■ Aufgabenstellung 1 ■
Ermittle alle Zeilen der Einträge, in denen die Zeichenfolge „part“ vorkommt, und schreibe jede dieser Zeilen vollständig ab.

■ Vorgegebener Text ■
____

STREIT 4/2018

S. 154

Forderungskatalog aus einem rechtsvergleichenden Projekt im Bereich Gewalt gegen Frauen

Aus STREIT 2/2001, S. 69 ff.

I. Gewaltbetroffenen Frauen muss ein leicht zugängliches, unentgeltliches Informationsangebot zur Verfügung stehen, das qualifiziert über Hilfen und Schritte Auskunft gibt, die es der Frau ermöglichen, sich und ihre Kinder zu schützen und frühzeitig eine gewalttätige Beziehung zu verlassen (Clearing Stelle). Die Qualität der Auskünfte muss durch spezielle und frauenspezifische Fortbildungen gewährleistet werden, die sowohl die psycho-sozialen als auch die rechtlichen Aspekte umfasst. (…)

____

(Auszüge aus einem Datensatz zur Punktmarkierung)
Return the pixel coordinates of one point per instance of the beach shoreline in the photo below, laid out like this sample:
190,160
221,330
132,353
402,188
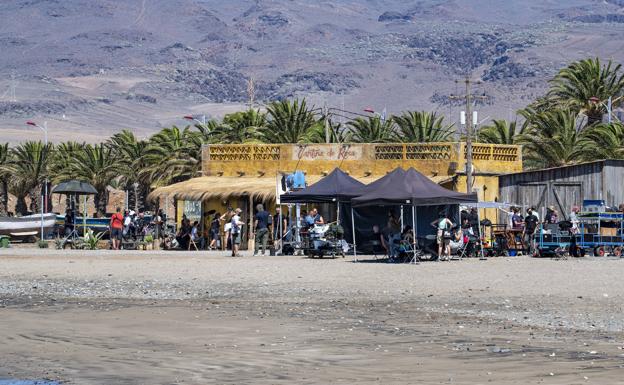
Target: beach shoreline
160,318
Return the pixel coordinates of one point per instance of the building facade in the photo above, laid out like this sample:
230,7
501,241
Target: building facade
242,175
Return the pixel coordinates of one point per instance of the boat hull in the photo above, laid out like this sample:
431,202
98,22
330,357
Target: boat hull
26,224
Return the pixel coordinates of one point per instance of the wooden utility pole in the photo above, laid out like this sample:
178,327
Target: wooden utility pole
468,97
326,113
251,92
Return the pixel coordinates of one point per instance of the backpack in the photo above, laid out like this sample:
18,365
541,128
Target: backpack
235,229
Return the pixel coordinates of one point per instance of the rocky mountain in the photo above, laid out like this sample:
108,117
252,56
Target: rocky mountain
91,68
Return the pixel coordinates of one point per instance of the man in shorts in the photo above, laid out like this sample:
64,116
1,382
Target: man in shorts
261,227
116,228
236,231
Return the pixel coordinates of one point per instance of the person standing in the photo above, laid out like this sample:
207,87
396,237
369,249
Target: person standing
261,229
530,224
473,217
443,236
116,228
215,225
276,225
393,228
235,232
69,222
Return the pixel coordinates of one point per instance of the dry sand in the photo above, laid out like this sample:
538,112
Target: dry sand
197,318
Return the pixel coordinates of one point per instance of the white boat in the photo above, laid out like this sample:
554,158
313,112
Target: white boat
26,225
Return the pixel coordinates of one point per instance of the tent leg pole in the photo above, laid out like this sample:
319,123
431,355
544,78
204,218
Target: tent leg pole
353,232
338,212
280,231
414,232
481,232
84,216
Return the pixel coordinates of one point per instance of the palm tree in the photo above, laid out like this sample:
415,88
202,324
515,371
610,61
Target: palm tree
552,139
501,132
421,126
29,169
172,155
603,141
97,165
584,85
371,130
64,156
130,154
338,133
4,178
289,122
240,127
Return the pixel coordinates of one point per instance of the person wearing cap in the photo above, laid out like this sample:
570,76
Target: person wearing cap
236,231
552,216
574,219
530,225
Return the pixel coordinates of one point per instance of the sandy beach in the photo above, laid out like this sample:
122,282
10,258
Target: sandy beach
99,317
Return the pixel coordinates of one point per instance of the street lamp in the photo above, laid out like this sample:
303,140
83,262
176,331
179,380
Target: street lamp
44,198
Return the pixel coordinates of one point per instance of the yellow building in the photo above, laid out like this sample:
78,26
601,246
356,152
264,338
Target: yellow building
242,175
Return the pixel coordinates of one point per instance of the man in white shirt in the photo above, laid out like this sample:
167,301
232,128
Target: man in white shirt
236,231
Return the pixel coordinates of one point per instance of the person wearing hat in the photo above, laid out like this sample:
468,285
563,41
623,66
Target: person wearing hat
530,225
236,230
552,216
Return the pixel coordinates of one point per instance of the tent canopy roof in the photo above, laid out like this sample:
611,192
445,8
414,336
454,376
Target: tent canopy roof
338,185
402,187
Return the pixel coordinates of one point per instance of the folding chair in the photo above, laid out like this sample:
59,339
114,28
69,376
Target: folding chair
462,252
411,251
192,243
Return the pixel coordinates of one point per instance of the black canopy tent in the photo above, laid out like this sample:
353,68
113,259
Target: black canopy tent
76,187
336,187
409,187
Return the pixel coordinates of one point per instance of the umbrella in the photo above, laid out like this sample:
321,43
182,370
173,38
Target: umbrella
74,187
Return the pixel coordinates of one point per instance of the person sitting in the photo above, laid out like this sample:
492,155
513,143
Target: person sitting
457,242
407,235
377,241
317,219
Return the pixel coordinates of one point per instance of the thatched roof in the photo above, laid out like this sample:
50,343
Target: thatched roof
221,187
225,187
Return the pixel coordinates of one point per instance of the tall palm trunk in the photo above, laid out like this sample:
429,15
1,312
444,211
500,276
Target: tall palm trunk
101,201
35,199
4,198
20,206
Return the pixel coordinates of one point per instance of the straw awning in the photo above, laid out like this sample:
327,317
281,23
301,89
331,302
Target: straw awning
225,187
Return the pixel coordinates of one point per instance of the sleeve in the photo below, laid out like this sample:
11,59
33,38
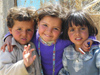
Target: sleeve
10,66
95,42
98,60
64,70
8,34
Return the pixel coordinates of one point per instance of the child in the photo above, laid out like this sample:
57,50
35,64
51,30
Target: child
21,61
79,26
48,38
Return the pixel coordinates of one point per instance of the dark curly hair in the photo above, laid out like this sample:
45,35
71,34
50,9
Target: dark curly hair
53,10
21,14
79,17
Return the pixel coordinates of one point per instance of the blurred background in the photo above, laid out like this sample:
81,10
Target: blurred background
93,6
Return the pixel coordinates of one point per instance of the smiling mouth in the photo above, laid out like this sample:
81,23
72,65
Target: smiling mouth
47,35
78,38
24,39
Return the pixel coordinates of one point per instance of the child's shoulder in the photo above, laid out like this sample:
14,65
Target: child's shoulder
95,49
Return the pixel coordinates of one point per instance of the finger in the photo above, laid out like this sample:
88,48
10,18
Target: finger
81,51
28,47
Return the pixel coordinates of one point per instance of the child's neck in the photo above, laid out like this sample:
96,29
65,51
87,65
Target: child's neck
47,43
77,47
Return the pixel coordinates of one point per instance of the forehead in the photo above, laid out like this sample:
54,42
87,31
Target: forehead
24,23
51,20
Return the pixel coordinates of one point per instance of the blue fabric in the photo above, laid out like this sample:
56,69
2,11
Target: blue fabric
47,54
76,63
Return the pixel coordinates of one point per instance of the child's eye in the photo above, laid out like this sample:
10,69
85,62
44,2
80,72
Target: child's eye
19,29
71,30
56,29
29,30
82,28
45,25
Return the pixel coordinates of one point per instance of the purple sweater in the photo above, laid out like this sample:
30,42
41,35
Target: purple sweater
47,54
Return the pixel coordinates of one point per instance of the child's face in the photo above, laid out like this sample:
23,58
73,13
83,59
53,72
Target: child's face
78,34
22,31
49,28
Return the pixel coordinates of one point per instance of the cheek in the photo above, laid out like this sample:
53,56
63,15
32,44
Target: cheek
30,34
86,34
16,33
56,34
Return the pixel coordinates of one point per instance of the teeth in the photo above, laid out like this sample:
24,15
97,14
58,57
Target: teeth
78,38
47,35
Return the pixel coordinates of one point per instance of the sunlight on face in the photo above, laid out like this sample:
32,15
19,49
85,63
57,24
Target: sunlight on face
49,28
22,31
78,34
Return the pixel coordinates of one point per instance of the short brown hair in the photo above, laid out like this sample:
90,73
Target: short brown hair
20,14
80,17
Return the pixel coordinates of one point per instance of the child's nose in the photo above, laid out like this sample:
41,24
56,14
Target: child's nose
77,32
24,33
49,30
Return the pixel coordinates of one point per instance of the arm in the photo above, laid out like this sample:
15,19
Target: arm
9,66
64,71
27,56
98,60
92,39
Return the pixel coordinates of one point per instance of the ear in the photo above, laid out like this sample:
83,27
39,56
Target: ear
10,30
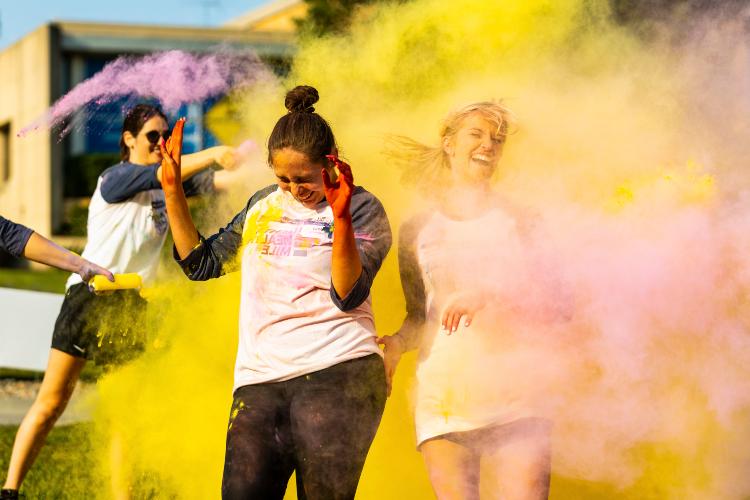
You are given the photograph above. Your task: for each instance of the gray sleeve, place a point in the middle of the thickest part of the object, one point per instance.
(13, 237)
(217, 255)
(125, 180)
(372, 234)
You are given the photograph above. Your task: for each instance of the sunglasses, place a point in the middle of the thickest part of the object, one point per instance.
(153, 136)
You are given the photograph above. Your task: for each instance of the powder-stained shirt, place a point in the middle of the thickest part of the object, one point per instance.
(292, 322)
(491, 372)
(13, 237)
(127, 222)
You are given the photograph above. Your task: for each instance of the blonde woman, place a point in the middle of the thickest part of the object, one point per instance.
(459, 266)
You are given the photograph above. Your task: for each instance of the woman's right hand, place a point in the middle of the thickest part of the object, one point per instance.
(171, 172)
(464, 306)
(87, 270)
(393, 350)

____

■ Aufgabenstellung 2 ■
Übersetze den folgenden Satz aus dem Forderungskatalog ins Englische: „Gewaltbetroffenen Frauen muss ein leicht zugängliches, unentgeltliches Informationsangebot zur Verfügung stehen, das qualifiziert über Hilfen und Schritte Auskunft gibt, die es der Frau ermöglichen, sich und ihre Kinder zu schützen und frühzeitig eine gewalttätige Beziehung zu verlassen (Clearing Stelle).“

■ Ergebnis 1 ■
You are given the photograph above. Your task: for each instance of the gray sleeve, place a point in the middle of the thickest part of the object, one point per instance.
You are given the photograph above. Your task: for each instance of the sunglasses, place a point in the middle of the thickest part of the object, one point per instance.
You are given the photograph above. Your task: for each instance of the powder-stained shirt, place a point in the middle of the thickest part of the object, one point per instance.
You are given the photograph above. Your task: for each instance of the blonde woman, place a point in the middle of the thickest part of the object, one point per instance.
You are given the photograph above. Your task: for each instance of the woman's right hand, place a point in the middle of the thickest part of the object, one point per instance.

■ Ergebnis 2 ■
An easily accessible, free information service must be available to women affected by violence, providing qualified information about forms of help and steps that enable the woman to protect herself and her children and to leave a violent relationship at an early stage (clearing office).